# Some entries
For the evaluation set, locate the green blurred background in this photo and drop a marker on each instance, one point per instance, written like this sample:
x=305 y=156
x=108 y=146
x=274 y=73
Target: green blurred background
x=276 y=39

# To do
Rewrite the entries above as a numbered list, one line per item, with blank lines left out.

# Written solution
1. For the evaluation set, locate the green blurred background in this photo and drop a marker on each instance, one point per instance, written like this sample:
2. x=305 y=156
3. x=108 y=146
4. x=274 y=73
5. Target: green blurred background
6. x=276 y=39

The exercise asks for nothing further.